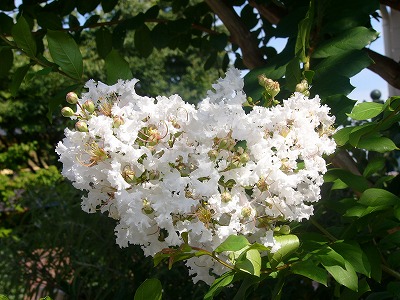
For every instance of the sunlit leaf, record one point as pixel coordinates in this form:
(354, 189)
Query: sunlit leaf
(149, 289)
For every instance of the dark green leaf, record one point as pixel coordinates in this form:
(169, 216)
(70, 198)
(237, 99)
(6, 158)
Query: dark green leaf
(152, 12)
(211, 60)
(17, 78)
(352, 252)
(293, 74)
(143, 43)
(366, 110)
(49, 20)
(377, 143)
(87, 6)
(22, 35)
(310, 270)
(117, 67)
(108, 5)
(250, 262)
(344, 276)
(73, 21)
(233, 243)
(103, 42)
(219, 41)
(160, 36)
(378, 197)
(7, 5)
(219, 283)
(287, 245)
(149, 289)
(375, 165)
(333, 84)
(340, 105)
(248, 16)
(65, 53)
(359, 131)
(92, 20)
(6, 61)
(342, 136)
(352, 39)
(356, 182)
(6, 23)
(304, 28)
(347, 64)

*EXERCISE INSTRUCTIONS*
Output the records above exactly, leaving out pictures.

*EXERCISE OUTPUT*
For every instance of the sunlit leaf, record one point as pixel coordinates in this form:
(354, 189)
Query: sunlit leaf
(149, 289)
For every instance of the dark green leaf, record one point as pixel coordinates in this form:
(169, 216)
(70, 198)
(237, 99)
(6, 158)
Query: dark green leaf
(152, 12)
(211, 60)
(17, 78)
(352, 252)
(293, 74)
(143, 43)
(366, 110)
(49, 20)
(377, 143)
(87, 6)
(22, 35)
(310, 270)
(117, 67)
(108, 5)
(250, 262)
(344, 276)
(73, 21)
(233, 243)
(103, 42)
(219, 41)
(160, 36)
(378, 197)
(7, 5)
(219, 283)
(287, 245)
(149, 289)
(375, 165)
(333, 84)
(340, 105)
(248, 16)
(65, 53)
(359, 131)
(92, 20)
(6, 61)
(342, 136)
(352, 39)
(356, 182)
(6, 23)
(304, 28)
(347, 64)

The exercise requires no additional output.